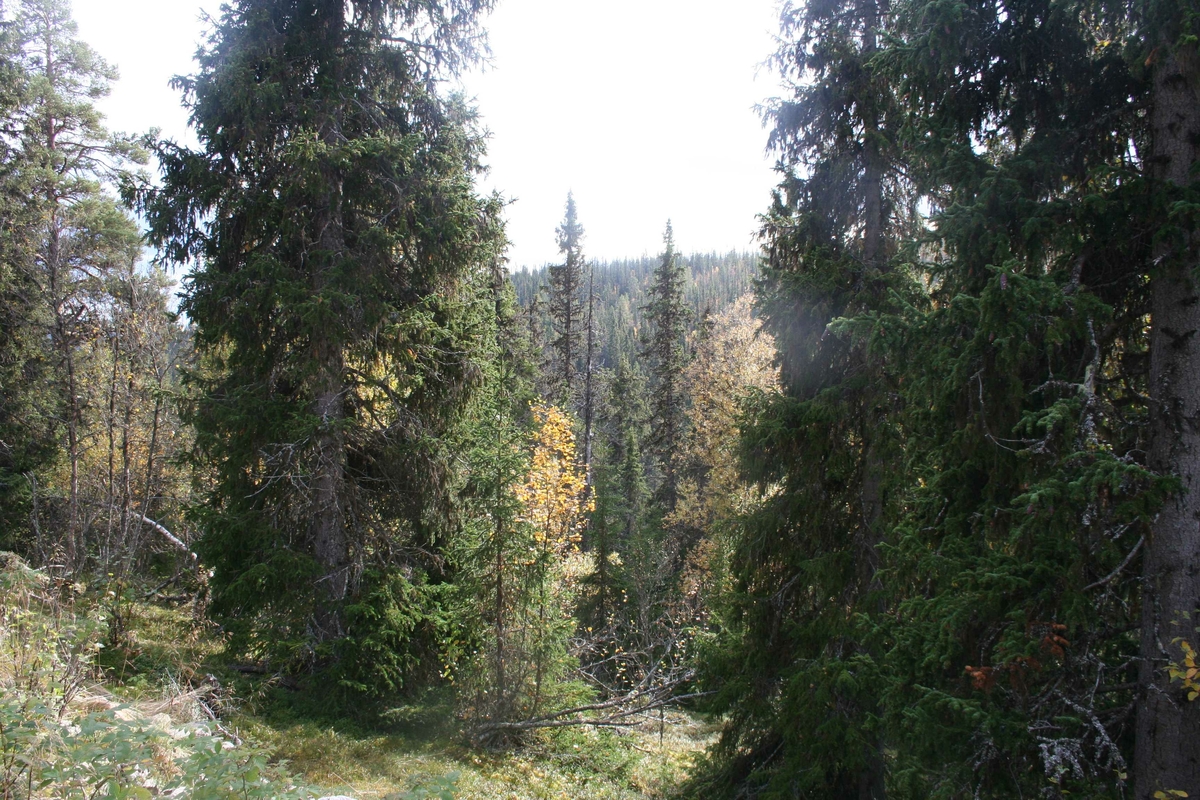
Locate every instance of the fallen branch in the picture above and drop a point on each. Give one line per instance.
(621, 717)
(1120, 566)
(169, 536)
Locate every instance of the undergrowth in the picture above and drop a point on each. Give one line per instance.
(131, 698)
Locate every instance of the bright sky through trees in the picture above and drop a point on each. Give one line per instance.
(643, 108)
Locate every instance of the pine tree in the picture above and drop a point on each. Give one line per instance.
(567, 312)
(669, 319)
(341, 289)
(69, 234)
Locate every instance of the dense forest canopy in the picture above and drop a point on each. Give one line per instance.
(905, 501)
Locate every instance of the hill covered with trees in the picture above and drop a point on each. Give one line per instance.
(905, 503)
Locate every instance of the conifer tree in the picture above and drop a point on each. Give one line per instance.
(341, 288)
(1168, 753)
(67, 234)
(669, 318)
(567, 310)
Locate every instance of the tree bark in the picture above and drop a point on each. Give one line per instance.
(1168, 735)
(329, 535)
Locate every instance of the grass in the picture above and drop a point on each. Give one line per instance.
(393, 750)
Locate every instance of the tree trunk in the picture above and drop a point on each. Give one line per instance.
(329, 535)
(1168, 735)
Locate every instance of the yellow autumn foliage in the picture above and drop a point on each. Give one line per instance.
(555, 495)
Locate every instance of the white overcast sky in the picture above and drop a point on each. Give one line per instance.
(642, 108)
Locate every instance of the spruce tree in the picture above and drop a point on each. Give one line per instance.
(567, 310)
(1168, 753)
(669, 318)
(331, 214)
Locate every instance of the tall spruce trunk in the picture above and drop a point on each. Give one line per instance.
(329, 535)
(871, 785)
(1168, 735)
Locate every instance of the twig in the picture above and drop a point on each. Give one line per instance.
(1120, 566)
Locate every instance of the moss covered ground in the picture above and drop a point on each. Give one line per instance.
(377, 751)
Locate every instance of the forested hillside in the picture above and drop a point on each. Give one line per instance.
(903, 505)
(621, 288)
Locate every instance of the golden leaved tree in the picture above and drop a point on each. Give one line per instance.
(556, 501)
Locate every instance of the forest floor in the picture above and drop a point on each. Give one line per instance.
(391, 750)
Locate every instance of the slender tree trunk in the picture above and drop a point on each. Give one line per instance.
(1168, 735)
(588, 398)
(871, 785)
(329, 535)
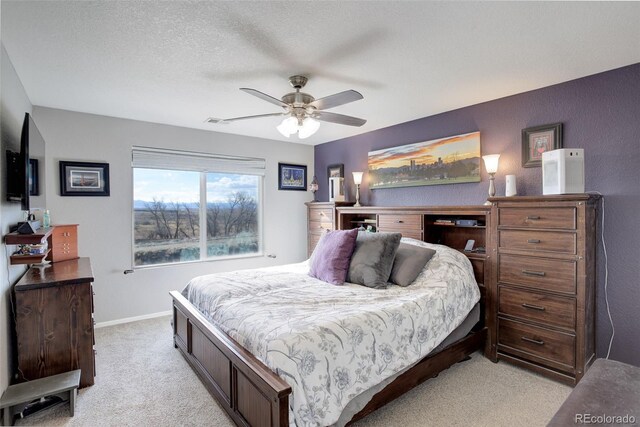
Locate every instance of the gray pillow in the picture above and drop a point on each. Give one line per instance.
(372, 259)
(409, 262)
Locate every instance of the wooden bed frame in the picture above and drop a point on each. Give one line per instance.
(253, 395)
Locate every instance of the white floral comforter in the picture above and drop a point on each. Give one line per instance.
(330, 343)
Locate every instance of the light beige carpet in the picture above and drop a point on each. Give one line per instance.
(144, 381)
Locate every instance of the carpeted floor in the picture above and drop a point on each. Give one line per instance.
(143, 381)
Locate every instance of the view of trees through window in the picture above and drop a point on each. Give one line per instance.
(168, 206)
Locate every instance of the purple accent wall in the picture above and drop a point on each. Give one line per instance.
(600, 113)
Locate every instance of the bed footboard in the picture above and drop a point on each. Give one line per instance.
(246, 388)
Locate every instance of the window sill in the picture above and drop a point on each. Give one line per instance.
(200, 261)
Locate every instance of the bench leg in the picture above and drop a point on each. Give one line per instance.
(7, 418)
(72, 400)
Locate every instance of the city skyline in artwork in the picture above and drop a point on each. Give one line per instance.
(450, 160)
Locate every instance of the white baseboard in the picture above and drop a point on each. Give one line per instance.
(132, 319)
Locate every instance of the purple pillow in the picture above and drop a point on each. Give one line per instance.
(331, 257)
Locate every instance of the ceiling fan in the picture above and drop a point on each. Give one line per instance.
(303, 112)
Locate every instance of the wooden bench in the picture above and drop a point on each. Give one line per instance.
(19, 395)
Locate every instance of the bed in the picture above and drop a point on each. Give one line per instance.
(277, 347)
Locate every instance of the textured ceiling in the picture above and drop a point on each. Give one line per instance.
(180, 62)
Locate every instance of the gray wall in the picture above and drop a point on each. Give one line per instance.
(105, 231)
(13, 104)
(601, 114)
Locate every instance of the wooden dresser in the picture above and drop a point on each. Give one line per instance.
(321, 216)
(544, 283)
(54, 321)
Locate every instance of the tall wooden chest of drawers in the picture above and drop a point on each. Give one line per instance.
(54, 321)
(321, 216)
(543, 283)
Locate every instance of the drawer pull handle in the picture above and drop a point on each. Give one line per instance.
(534, 273)
(533, 307)
(531, 340)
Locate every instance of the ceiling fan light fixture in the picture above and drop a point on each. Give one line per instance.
(288, 126)
(308, 128)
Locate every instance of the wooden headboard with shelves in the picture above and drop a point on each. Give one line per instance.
(432, 224)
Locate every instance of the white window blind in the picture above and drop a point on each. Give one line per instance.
(158, 158)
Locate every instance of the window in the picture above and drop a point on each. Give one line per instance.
(186, 210)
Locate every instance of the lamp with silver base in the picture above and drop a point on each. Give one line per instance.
(357, 180)
(491, 165)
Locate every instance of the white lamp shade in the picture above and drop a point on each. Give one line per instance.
(357, 177)
(288, 126)
(308, 128)
(491, 162)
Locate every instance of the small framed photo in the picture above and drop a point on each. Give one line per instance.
(292, 177)
(335, 171)
(34, 178)
(537, 140)
(84, 179)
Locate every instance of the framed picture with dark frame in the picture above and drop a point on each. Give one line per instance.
(292, 177)
(34, 178)
(335, 171)
(536, 140)
(84, 179)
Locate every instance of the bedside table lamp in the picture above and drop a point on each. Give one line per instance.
(357, 180)
(491, 165)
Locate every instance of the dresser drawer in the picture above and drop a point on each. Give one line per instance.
(538, 273)
(548, 309)
(64, 251)
(319, 227)
(556, 218)
(546, 241)
(400, 222)
(529, 340)
(321, 215)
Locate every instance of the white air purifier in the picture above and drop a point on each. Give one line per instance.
(336, 189)
(563, 171)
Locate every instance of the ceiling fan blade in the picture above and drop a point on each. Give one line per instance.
(340, 119)
(336, 99)
(264, 97)
(223, 121)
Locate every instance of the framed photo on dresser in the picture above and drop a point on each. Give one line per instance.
(84, 179)
(536, 140)
(292, 177)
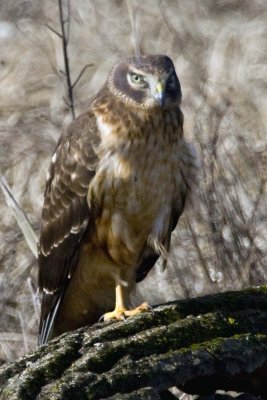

====

> **Directions**
Find each line above that contains the string "wall" and copy it out in full. Case matters.

> **Exercise output**
Locate every instance of the purple accent wall in the picture above and drop a point on each. Give one line per instance.
Locate every instance of the gray wall in the picture above and drop a point on each. Give one line per instance.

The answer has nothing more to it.